Scan the lines below for the string "point" and copy every one that has it.

(Input data):
BEGIN

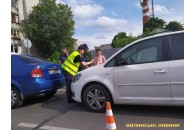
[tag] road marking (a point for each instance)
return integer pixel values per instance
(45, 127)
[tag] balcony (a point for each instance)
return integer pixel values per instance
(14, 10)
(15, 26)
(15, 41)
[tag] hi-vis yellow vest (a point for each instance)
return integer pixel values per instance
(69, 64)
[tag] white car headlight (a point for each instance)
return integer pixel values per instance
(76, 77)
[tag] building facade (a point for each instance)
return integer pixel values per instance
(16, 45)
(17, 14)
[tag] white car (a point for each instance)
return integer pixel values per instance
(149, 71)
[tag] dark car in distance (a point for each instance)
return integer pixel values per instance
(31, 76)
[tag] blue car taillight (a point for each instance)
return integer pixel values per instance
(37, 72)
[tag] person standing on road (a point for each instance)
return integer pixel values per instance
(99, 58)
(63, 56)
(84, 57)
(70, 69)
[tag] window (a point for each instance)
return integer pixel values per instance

END
BEGIN

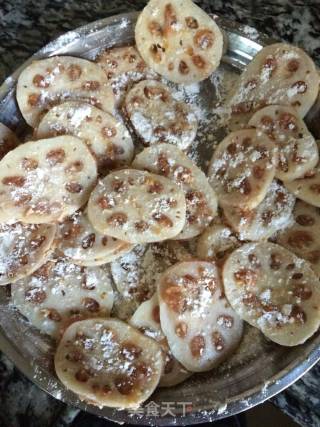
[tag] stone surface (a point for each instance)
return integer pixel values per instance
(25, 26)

END

(Response to this task):
[tag] road marking (a point for each instance)
[tag] balcony (a point for each instance)
[tag] hi-vis yellow vest (a point for each instance)
[tag] white car headlight (a point for each instance)
[tag] building facade (a point for each instance)
[tag] white car (a point for each instance)
[tag] dark car in distance (a point for each instance)
[tag] blue car taillight (a point for each instance)
[tag] person standing on road (a point for each instance)
[tag] window (a point for each instance)
[tag] stone surface (a point for each instance)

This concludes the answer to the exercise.